• **What the task requires**
Answer these about the profile of Bowen below:
1. On what date was she sworn in to the U.S. Air Force?
2. What military rank does she hope to reach?
3. On what date was her Palm Sunday sermon?

• **Page extract**
She began her civilian career at Pope Air Force Base in North Carolina, where she designed an electronic gate to separate Fort Bragg Army Base from Pope, according to a story in the JBM-HH {Pentagram} newspaper.

She was working as an architectural engineer and serving in the ministry when she decided to join the military. On August 8, 1998, she was officially sworn in to the U.S. Air Force.

“It started with a passion to serve God and country in an unusual way,” she said of working three jobs. “I enjoy building buildings, and I enjoy building people.” She is also “building for God’s kingdom,” Bowen said.

She also admits that she drives herself hard to do a good job. “I strive for perfection, but I’ll settle for excellence,” she said.

Bowen admits that her schedule does not allow her much free time. Her pastimes include going to the theater, sports and traveling, especially to locations where she can indulge in the ocean. Her travels for fun and business have taken her to South Africa, Liberia, Ghana, England, Germany, France and Korea.

“I’m working on my second passport,” she said.

Bowen said she wants to continue to advance. She hopes to advance to the rank of general in the military and acknowledges that she would be thrilled to serve in a higher capacity within her faith.

Though she is ambitious, the mark she hopes to leave goes back to giving to God, the theme of her Palm Sunday sermon on March 24. Asked about her legacy, she said wants to be remembered as someone who “was a builder of God’s people.”

(Entries from a pointing dataset)
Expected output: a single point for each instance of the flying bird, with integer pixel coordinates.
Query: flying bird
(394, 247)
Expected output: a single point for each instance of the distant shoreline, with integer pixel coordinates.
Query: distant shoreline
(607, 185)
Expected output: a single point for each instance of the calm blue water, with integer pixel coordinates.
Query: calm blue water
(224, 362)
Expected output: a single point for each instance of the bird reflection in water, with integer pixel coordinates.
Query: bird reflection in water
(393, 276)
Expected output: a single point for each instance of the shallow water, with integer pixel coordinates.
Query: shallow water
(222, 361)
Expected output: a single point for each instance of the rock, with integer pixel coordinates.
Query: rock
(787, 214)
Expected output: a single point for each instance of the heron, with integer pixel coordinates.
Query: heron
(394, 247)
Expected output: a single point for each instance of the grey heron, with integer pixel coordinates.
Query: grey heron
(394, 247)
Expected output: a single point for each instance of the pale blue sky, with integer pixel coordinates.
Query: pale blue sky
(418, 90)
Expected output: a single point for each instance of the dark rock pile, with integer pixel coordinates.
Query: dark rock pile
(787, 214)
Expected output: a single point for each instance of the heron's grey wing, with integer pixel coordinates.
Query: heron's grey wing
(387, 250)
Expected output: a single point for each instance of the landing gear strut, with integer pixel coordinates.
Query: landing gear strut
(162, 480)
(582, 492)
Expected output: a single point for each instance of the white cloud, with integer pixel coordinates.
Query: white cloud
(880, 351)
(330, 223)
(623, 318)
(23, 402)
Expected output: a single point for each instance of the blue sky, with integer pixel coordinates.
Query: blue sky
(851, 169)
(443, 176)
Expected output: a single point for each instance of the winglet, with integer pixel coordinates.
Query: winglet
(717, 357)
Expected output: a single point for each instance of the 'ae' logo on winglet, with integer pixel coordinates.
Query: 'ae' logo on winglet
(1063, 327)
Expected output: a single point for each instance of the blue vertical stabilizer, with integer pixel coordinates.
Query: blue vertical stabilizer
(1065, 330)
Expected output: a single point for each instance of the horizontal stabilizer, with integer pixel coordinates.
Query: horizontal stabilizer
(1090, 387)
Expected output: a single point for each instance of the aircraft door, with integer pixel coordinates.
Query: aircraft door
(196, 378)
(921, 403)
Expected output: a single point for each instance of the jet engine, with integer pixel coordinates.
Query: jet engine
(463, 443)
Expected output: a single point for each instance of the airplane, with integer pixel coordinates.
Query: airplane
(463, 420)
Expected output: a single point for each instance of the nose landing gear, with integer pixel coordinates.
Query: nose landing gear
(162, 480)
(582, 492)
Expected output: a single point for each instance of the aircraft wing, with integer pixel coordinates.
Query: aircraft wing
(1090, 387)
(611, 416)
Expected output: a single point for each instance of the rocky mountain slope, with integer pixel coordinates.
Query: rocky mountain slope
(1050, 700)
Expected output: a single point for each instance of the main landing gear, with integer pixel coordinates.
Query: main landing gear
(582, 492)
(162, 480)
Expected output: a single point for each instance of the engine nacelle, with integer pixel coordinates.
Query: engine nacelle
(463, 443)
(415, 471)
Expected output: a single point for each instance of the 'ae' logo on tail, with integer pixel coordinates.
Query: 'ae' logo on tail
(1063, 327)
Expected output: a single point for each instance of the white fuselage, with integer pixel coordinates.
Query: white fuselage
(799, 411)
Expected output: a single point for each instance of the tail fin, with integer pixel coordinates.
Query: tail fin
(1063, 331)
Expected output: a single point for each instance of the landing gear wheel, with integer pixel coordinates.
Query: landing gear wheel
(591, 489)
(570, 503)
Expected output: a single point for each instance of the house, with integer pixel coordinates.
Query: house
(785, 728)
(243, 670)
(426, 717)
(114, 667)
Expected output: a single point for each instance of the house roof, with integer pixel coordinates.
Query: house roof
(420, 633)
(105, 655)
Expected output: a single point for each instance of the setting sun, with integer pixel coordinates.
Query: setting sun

• **Reply**
1. August 8, 1998
2. General
3. March 24